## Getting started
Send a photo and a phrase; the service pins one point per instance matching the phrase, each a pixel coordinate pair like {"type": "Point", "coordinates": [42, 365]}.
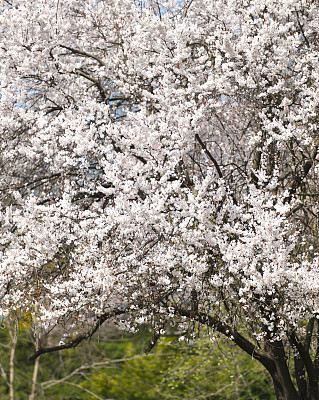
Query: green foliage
{"type": "Point", "coordinates": [184, 371]}
{"type": "Point", "coordinates": [116, 368]}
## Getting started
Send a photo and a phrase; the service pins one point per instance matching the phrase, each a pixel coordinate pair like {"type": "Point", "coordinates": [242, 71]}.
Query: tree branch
{"type": "Point", "coordinates": [75, 342]}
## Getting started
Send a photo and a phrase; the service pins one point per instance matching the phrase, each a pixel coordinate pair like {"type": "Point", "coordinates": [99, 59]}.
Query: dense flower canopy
{"type": "Point", "coordinates": [158, 162]}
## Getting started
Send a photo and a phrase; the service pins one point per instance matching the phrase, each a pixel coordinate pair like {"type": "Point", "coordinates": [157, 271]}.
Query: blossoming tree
{"type": "Point", "coordinates": [158, 165]}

▬▬▬▬▬▬▬▬▬▬

Task description: Reproduce all of the material above, substituting "tool" for every "service" and changing nothing else, and omit the pictures.

Final result:
## Getting started
Send a photo and a phrase; the tool pins one point per instance matching the phrase, each a pixel coordinate pair like {"type": "Point", "coordinates": [42, 365]}.
Query: green foliage
{"type": "Point", "coordinates": [184, 371]}
{"type": "Point", "coordinates": [116, 368]}
## Getting started
Send a photo and a phrase; the tool pins one point per instance matching the phrase, each a pixel coordinate pair like {"type": "Point", "coordinates": [242, 71]}.
Query: tree branch
{"type": "Point", "coordinates": [75, 342]}
## Getting started
Send a photo and a phrase; the tool pins one point per instance matching the phrase, each a pixel coordinate pair like {"type": "Point", "coordinates": [99, 59]}.
Query: dense flower canopy
{"type": "Point", "coordinates": [158, 162]}
## Getting started
Send a photo and a phrase; the tool pins one point per instance matching the phrase, each a pixel coordinate pair like {"type": "Point", "coordinates": [157, 271]}.
Query: blossoming tree
{"type": "Point", "coordinates": [158, 165]}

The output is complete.